== Text ==
Safford v. Warden, No. Cv01-3317 (Jun. 27, 2002)

[EDITOR'S NOTE: This case is unpublished as indicated by the issuing court.] MEMORANDUM OF DECISION The petitioner filed a pro se habeas corpus petition on January 24, 2001, said petition being amended on July 16, 2001. The amended petition makes the following claims: 1) that a preliminary hearing and a parole revocation hearing both did not afford the petitioner rights guaranteed under the Connecticut statutes and both the United States and Connecticut constitutions; 2) that the Board of Parole hearing that resulted in the forfeiture of statutory good time credits did not afford the petitioner the fundamental rights of an inmate in accordance with Connecticut statutes, both the United States and Connecticut constitutions, as well as Department of Correction Administrative Directive 9.5; and 3) that the Department of Correction, Records Department, has given the petitioner an illegal sentence. Am. Pet., at 2-3. The petitioner has also filed an Application for an Order of Mandamus in Aid of Pending Action, which seeks the petitioner's immediate release from custody.1

The petitioner is a sentenced prisoner confined to the custody of the Commissioner of Correction pursuant to the following relevant mittimuses:

1. A mittimus issued on September 1, 1988, in docket number CR96-56083 by the Superior Court, Hartford, sentencing the petitioner to sixteen (16) years for violation of General Statutes § 53a-70 (a), and five (5) years for violation of General Statutes § 53a-95 (a), to run concurrent with each other, for a total effective sentence of sixteen (16) years; Pet'r Ex. C;

2. A mittimus issued on March 24, 1994, in docket number CR94-53589 by the Superior Court, Tolland, sentencing the petitioner to one (1) year for violation of General Statutes § 53a-174a, to run consecutive to any prior sentences. Pet'r Ex. F.
===
== Supplied data ==
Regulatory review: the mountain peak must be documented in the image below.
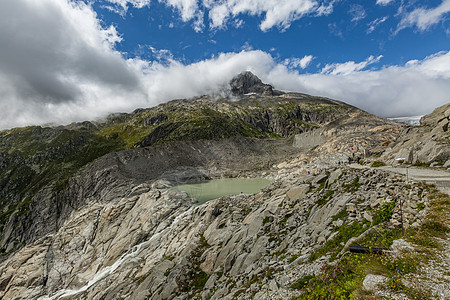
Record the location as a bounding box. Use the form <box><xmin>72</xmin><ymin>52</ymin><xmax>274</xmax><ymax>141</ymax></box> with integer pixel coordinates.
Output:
<box><xmin>230</xmin><ymin>71</ymin><xmax>273</xmax><ymax>96</ymax></box>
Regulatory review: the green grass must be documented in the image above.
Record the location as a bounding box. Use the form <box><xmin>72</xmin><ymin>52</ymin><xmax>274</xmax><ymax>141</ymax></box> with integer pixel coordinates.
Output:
<box><xmin>370</xmin><ymin>160</ymin><xmax>386</xmax><ymax>168</ymax></box>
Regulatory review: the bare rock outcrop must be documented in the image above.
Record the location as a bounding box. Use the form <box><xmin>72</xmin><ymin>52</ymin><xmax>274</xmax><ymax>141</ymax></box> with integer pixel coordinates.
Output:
<box><xmin>382</xmin><ymin>103</ymin><xmax>450</xmax><ymax>165</ymax></box>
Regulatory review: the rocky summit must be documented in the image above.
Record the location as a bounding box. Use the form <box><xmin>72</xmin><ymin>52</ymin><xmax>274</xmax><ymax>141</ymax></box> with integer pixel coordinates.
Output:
<box><xmin>0</xmin><ymin>72</ymin><xmax>450</xmax><ymax>300</ymax></box>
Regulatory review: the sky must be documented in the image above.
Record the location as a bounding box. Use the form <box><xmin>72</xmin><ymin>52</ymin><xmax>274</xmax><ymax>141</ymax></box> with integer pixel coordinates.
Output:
<box><xmin>0</xmin><ymin>0</ymin><xmax>450</xmax><ymax>129</ymax></box>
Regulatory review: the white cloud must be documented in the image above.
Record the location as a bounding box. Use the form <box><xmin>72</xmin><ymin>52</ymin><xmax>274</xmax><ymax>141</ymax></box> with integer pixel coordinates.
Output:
<box><xmin>103</xmin><ymin>0</ymin><xmax>151</xmax><ymax>14</ymax></box>
<box><xmin>100</xmin><ymin>0</ymin><xmax>339</xmax><ymax>31</ymax></box>
<box><xmin>203</xmin><ymin>0</ymin><xmax>320</xmax><ymax>31</ymax></box>
<box><xmin>284</xmin><ymin>55</ymin><xmax>314</xmax><ymax>69</ymax></box>
<box><xmin>366</xmin><ymin>16</ymin><xmax>389</xmax><ymax>34</ymax></box>
<box><xmin>159</xmin><ymin>0</ymin><xmax>204</xmax><ymax>32</ymax></box>
<box><xmin>377</xmin><ymin>0</ymin><xmax>394</xmax><ymax>6</ymax></box>
<box><xmin>397</xmin><ymin>0</ymin><xmax>450</xmax><ymax>32</ymax></box>
<box><xmin>322</xmin><ymin>55</ymin><xmax>383</xmax><ymax>76</ymax></box>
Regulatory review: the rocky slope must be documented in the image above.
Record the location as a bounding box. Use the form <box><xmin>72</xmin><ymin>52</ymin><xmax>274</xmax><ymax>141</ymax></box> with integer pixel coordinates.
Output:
<box><xmin>383</xmin><ymin>103</ymin><xmax>450</xmax><ymax>167</ymax></box>
<box><xmin>0</xmin><ymin>73</ymin><xmax>384</xmax><ymax>257</ymax></box>
<box><xmin>0</xmin><ymin>73</ymin><xmax>450</xmax><ymax>299</ymax></box>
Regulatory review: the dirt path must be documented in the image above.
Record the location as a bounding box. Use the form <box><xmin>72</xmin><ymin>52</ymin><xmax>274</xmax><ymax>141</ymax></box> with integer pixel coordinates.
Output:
<box><xmin>350</xmin><ymin>164</ymin><xmax>450</xmax><ymax>195</ymax></box>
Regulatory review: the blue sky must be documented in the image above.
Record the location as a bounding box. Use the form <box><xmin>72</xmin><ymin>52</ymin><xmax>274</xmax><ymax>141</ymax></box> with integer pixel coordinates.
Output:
<box><xmin>0</xmin><ymin>0</ymin><xmax>450</xmax><ymax>128</ymax></box>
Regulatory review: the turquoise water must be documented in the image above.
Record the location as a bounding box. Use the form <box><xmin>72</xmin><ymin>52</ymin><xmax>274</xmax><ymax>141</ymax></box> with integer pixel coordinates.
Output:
<box><xmin>172</xmin><ymin>178</ymin><xmax>271</xmax><ymax>204</ymax></box>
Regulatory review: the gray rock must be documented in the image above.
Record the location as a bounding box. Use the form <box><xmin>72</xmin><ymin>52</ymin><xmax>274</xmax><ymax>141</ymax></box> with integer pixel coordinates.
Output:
<box><xmin>390</xmin><ymin>239</ymin><xmax>415</xmax><ymax>255</ymax></box>
<box><xmin>363</xmin><ymin>274</ymin><xmax>388</xmax><ymax>291</ymax></box>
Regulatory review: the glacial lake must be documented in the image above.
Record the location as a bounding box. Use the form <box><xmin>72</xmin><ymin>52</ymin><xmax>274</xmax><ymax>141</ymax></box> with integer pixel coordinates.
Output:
<box><xmin>172</xmin><ymin>178</ymin><xmax>272</xmax><ymax>205</ymax></box>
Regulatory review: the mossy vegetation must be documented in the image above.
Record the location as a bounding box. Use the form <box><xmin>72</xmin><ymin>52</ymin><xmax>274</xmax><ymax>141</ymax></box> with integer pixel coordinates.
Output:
<box><xmin>298</xmin><ymin>185</ymin><xmax>450</xmax><ymax>299</ymax></box>
<box><xmin>370</xmin><ymin>160</ymin><xmax>386</xmax><ymax>168</ymax></box>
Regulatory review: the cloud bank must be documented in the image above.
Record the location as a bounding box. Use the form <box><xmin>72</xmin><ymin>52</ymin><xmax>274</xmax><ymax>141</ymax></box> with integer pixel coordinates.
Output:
<box><xmin>0</xmin><ymin>0</ymin><xmax>450</xmax><ymax>129</ymax></box>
===
● Tasks to perform:
1. Return everything in the court decision from "1. A mittimus" down to "Pet'r Ex. F.", copied word for word.
2. Rewrite the records as a numbered list, starting at the line containing "Regulatory review: the glacial" and running down through the last line of the records, with both ends included and blank lines omitted.

● Answers provided:
1.
1. A mittimus issued on September 1, 1988, in docket number CR96-56083 by the Superior Court, Hartford, sentencing the petitioner to sixteen (16) years for violation of General Statutes § 53a-70 (a), and five (5) years for violation of General Statutes § 53a-95 (a), to run concurrent with each other, for a total effective sentence of sixteen (16) years; Pet'r Ex. C;

2. A mittimus issued on March 24, 1994, in docket number CR94-53589 by the Superior Court, Tolland, sentencing the petitioner to one (1) year for violation of General Statutes § 53a-174a, to run consecutive to any prior sentences. Pet'r Ex. F.

2.
1. Regulatory review: the glacial lake must be documented in the image above.
2. Record the location as a bounding box. Use the form <box><xmin>72</xmin><ymin>52</ymin><xmax>274</xmax><ymax>141</ymax></box> with integer pixel coordinates.
3. Output:
4. <box><xmin>172</xmin><ymin>178</ymin><xmax>272</xmax><ymax>205</ymax></box>
5. Regulatory review: the mossy vegetation must be documented in the image above.
6. Record the location as a bounding box. Use the form <box><xmin>72</xmin><ymin>52</ymin><xmax>274</xmax><ymax>141</ymax></box> with integer pixel coordinates.
7. Output:
8. <box><xmin>298</xmin><ymin>185</ymin><xmax>450</xmax><ymax>299</ymax></box>
9. <box><xmin>370</xmin><ymin>160</ymin><xmax>386</xmax><ymax>168</ymax></box>
10. Regulatory review: the cloud bank must be documented in the image above.
11. Record the location as a bounding box. Use the form <box><xmin>72</xmin><ymin>52</ymin><xmax>274</xmax><ymax>141</ymax></box> with integer pixel coordinates.
12. Output:
13. <box><xmin>0</xmin><ymin>0</ymin><xmax>450</xmax><ymax>129</ymax></box>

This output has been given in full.